# [Problems to solve]
a – For each statement, answer yes or no on whether it agrees with the post on graph database reasoning, and quote the words of the post that decide it. (i) In Stardog, reasoning is turned on by default. (ii) Triples generated with the SPARQL CONSTRUCT form can be added back to the database and queried directly. (iii) The vendors object to declarative systems in general.
b – Copy from the post on graph database reasoning the stretch from "First, it’s FUD" through "for their customers.", word for word.

# [Text segment]
++++++++++++++++++++
A reason many graph databases don’t offer reasoning is that it is difficult to engineer correctly. Most vendors simply don’t have the skill or expertise required to do it right. So most of them do an ad hoc hodgepodge of reasoning bits and bobs. At best the attitude is : “Hey, let’s plug in some kind of Prolog engine and hope for the best!” Somewhere after that you get handed a “graph metamodel” and told to do it yourself. Whee! At worst, the vendor spreads FUD about the value of reasoning altogether. Because, yeah, no users could possibly understand Venn diagrams…
Fear, Uncertainty, and Dummies
How do I know it’s FUD? Two reasons.
First, it’s FUD because these same vendors love declarative systems to, say, build software. Their objection isn’t to declarative systems. Their objection is to declarative processing of graphs. Apparently declarative data modeling and analysis systems aren’t fit for their customers.
Second, it’s FUD because in the absence of reasoning, you have to do the work by hand, yourself, anyway and it isn’t easy! Why not let the database figure it out for you instead?
The Whole Truth and Nothing But the Truth…Maintenance
In Stardog reasoning isn’t enabled by default so that our users do not pay the performance penalties if they don’t need the features. Some kinds of “inference” can be performed by using the SPARQL CONSTRUCT form to generate triples that are not explicitly stated in the database. For example, you can add that an individual has an aunt if she has a parent with a sibling who is female or married to a female. Knowing the latter few facts can create the former statement. The constructed triples can be added back to the database and then queried directly.
The problem with this approach is that truth maintenance is a tricky business. If the aforementioned child had an aunt solely because her father’s brother was married, if the uncle gets divorced, she may no longer technically have one. At this point, you would still have the fact that she has an aunt in the database. While it is certainly possible to remove that fact, knowing that you can or should is not usually obvious. If it is stored in the default graph, you may lose track of whether it had been asserted explicitly or derived from a constructed rule.
++++++++++++++++++++
Data entries:

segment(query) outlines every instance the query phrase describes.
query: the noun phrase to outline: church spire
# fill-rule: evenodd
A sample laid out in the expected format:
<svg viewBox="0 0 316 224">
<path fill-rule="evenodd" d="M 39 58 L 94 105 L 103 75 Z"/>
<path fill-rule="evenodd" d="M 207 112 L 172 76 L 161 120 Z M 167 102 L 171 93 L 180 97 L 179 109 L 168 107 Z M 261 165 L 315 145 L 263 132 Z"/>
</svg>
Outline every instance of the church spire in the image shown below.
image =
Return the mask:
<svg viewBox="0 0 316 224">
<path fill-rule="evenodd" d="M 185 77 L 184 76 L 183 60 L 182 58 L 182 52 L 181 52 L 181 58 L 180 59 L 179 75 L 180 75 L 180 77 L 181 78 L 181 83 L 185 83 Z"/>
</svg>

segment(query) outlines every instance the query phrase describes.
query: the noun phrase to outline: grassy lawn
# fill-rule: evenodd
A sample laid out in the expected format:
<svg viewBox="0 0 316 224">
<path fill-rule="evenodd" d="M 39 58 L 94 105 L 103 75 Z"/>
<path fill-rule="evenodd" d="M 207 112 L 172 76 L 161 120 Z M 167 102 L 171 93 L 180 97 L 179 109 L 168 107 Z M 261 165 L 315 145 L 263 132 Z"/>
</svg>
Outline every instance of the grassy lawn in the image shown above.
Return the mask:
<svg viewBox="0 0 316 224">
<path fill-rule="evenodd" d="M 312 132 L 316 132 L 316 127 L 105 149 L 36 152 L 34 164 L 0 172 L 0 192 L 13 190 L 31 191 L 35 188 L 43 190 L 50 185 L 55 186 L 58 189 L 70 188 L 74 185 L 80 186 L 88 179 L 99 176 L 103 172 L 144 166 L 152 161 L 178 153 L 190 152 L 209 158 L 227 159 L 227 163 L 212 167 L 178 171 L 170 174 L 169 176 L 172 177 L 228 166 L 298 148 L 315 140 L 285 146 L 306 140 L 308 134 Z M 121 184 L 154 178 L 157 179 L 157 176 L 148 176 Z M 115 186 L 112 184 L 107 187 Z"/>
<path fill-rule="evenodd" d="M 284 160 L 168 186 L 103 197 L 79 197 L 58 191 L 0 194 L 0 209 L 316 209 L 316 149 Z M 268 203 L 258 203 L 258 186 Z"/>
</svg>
++++++++++++++++++++
# [Full solutions]
a –
(i) No: "In Stardog reasoning isn’t enabled by default so that our users do not pay the performance penalties if they don’t need the features."
(ii) Yes: "The constructed triples can be added back to the database and then queried directly."
(iii) No: "Their objection isn’t to declarative systems. Their objection is to declarative processing of graphs."

b –
First, it’s FUD because these same vendors love declarative systems to, say, build software. Their objection isn’t to declarative systems. Their objection is to declarative processing of graphs. Apparently declarative data modeling and analysis systems aren’t fit for their customers.